• Short task: List every author-and-year citation that appears in the introduction on tropical cyclones below.

start Reading text

1. Introduction

Scale analysis of synoptic-scale phenomena (Holton 1992) suggests that the only significant contribution of the Coriolis force to atmospheric flow is the Coriolis parameter f (= 2Ω sinϕ, where Ω is the magnitude of the angular velocity of the earth and ϕ is the latitude) multiplied by the horizontal wind vector, and only in the horizontal momentum equation. During the past two decades, studies on the motion of tropical cyclones (TCs) have generally concentrated on the so-called beta effect, which is due to the variation of f with latitude (see review in Elsberry 1995). Some asymmetric structures and intensity changes of TCs have also been explained in terms of this effect (e.g., Madala and Piacsek 1975; Bender 1997; Peng et al. 1999).

end Reading text
start Entries provided

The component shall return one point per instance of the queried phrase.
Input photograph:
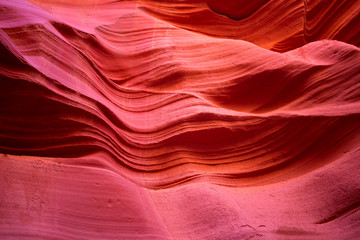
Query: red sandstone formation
(175, 119)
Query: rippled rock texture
(179, 119)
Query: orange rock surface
(179, 119)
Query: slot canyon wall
(179, 119)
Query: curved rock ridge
(117, 119)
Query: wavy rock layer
(117, 122)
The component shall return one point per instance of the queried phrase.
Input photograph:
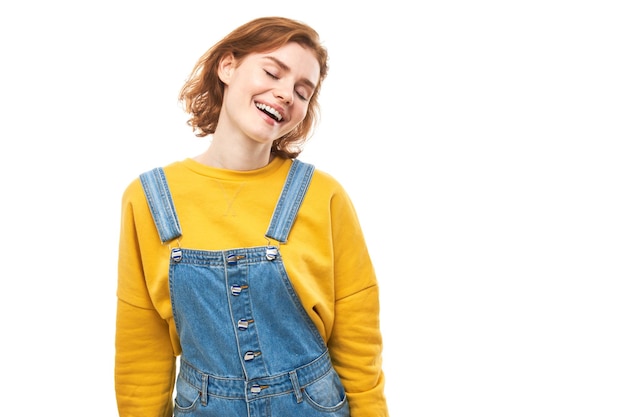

end Entries provided

• Result of the exercise:
Holton 1992
Elsberry 1995
Madala and Piacsek 1975
Bender 1997
Peng et al. 1999